From the entries below, return exactly the lines beginning at the one that contains "Pick out a point on every instance of the speckled" and ending at the one that contains "Target: curry leaf", both of them included, and only those lines.
-------- Provided information
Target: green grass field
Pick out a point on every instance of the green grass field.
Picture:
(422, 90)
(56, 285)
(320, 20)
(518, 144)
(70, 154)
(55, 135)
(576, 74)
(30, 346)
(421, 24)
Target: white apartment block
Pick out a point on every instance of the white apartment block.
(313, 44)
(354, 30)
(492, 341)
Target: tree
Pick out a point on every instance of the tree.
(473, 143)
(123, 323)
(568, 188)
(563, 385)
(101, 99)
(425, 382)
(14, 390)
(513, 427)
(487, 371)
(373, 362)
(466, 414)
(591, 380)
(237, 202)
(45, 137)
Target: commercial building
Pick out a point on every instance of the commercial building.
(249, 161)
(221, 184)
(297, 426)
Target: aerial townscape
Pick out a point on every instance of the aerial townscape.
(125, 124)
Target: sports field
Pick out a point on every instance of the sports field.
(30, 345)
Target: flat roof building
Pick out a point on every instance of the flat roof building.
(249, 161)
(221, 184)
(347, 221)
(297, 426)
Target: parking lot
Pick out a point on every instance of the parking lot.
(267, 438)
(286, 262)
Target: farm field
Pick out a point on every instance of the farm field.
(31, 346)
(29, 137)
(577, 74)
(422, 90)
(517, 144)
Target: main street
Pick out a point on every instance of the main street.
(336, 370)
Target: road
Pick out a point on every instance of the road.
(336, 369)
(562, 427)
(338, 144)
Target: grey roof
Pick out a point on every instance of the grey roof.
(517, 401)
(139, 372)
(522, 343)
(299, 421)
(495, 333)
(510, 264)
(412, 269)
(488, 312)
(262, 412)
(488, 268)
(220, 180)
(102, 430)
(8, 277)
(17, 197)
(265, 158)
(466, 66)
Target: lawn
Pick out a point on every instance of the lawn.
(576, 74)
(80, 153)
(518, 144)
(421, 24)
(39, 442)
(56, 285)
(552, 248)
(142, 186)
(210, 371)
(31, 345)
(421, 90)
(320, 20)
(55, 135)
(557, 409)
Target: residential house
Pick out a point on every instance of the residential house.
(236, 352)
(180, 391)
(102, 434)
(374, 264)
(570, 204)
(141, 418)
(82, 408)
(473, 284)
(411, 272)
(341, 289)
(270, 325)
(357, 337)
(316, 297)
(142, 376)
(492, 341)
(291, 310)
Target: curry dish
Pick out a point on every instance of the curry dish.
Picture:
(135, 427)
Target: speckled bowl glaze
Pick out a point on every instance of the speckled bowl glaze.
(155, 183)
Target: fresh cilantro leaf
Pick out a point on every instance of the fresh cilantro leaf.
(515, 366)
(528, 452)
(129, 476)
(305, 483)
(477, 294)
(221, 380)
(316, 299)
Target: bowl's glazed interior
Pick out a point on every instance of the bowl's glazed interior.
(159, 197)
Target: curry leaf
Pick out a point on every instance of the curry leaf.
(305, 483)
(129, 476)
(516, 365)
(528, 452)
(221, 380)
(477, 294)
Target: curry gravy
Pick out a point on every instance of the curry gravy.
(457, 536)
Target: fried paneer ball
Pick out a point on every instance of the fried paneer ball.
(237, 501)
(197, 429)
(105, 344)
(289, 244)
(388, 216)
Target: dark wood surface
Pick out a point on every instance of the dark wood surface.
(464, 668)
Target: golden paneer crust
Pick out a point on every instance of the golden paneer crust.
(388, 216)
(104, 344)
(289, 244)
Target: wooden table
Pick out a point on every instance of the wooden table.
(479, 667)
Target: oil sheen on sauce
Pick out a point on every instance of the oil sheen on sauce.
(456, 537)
----------------
• Reply
Pick out a point on every instance of the speckled bowl glaze.
(155, 183)
Target: fresh cilantro leaf
Pick out a point on every instance of the fresh cilantro leaf.
(515, 366)
(528, 452)
(129, 476)
(305, 483)
(477, 294)
(221, 380)
(316, 299)
Target: bowl's glazed interior
Pick out a point on every instance of the bowl's glazed interior.
(159, 197)
Target: curry leaf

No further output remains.